• **Problem description**: Output each line of the listing below as one string in a JSON list, keeping the original order and omitting any blank lines.

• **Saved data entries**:
━━━━━━━━━━━━━━━━
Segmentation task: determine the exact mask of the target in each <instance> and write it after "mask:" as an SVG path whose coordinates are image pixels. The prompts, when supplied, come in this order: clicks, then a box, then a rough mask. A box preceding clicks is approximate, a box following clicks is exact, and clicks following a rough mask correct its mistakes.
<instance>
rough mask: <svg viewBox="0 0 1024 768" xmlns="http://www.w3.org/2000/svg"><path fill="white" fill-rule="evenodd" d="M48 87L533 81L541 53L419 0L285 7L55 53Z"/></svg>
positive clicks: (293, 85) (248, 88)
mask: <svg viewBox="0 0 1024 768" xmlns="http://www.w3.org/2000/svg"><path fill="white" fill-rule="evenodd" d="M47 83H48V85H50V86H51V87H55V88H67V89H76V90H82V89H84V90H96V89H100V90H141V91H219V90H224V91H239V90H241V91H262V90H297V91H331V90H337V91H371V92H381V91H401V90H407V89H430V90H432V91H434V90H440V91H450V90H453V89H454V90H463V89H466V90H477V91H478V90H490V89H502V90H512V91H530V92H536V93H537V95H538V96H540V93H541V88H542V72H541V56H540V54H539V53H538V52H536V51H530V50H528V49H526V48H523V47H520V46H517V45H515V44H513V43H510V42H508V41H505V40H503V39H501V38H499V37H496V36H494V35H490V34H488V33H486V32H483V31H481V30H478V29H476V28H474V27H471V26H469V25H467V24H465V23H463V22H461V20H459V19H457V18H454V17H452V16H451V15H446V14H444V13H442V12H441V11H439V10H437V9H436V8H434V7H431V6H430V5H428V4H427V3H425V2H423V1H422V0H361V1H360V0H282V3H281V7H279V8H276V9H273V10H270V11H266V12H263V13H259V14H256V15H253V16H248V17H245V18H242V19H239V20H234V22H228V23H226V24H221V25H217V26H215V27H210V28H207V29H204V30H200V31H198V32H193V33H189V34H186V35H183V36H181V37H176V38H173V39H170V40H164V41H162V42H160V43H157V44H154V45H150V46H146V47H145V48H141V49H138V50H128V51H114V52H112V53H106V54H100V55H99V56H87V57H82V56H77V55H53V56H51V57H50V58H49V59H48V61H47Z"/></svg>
━━━━━━━━━━━━━━━━
• **Result for this task**:
[
  "Segmentation task: determine the exact mask of the target in each <instance> and write it after \"mask:\" as an SVG path whose coordinates are image pixels. The prompts, when supplied, come in this order: clicks, then a box, then a rough mask. A box preceding clicks is approximate, a box following clicks is exact, and clicks following a rough mask correct its mistakes.",
  "<instance>",
  "rough mask: <svg viewBox=\"0 0 1024 768\" xmlns=\"http://www.w3.org/2000/svg\"><path fill=\"white\" fill-rule=\"evenodd\" d=\"M48 87L533 81L541 53L419 0L285 7L55 53Z\"/></svg>",
  "positive clicks: (293, 85) (248, 88)",
  "mask: <svg viewBox=\"0 0 1024 768\" xmlns=\"http://www.w3.org/2000/svg\"><path fill=\"white\" fill-rule=\"evenodd\" d=\"M47 83H48V85H50V86H51V87H55V88H67V89H76V90H82V89H84V90H96V89H100V90H141V91H219V90H224V91H239V90H241V91H262V90H297V91H331V90H337V91H371V92H381V91H401V90H407V89H430V90H432V91H434V90H440V91H450V90H453V89H454V90H463V89H466V90H477V91H478V90H490V89H502V90H512V91H530V92H536V93H537V95H538V96H540V93H541V88H542V72H541V56H540V54H539V53H538V52H536V51H530V50H528V49H526V48H523V47H520V46H517V45H515V44H513V43H510V42H508V41H505V40H503V39H501V38H499V37H496V36H494V35H490V34H488V33H486V32H483V31H481V30H478V29H476V28H474V27H471V26H469V25H467V24H465V23H463V22H461V20H459V19H457V18H454V17H452V16H451V15H446V14H444V13H442V12H441V11H439V10H437V9H436V8H434V7H431V6H430V5H428V4H427V3H425V2H423V1H422V0H361V1H360V0H282V3H281V7H279V8H276V9H273V10H270V11H266V12H263V13H259V14H256V15H253V16H248V17H245V18H242V19H239V20H234V22H228V23H226V24H221V25H217V26H215V27H210V28H207V29H204V30H200V31H198V32H193V33H189V34H186V35H183V36H181V37H176V38H173V39H170V40H164V41H162V42H160V43H157V44H154V45H150V46H146V47H145V48H141V49H138V50H128V51H114V52H112V53H106V54H100V55H99V56H87V57H82V56H77V55H53V56H51V57H50V58H49V59H48V61H47Z\"/></svg>"
]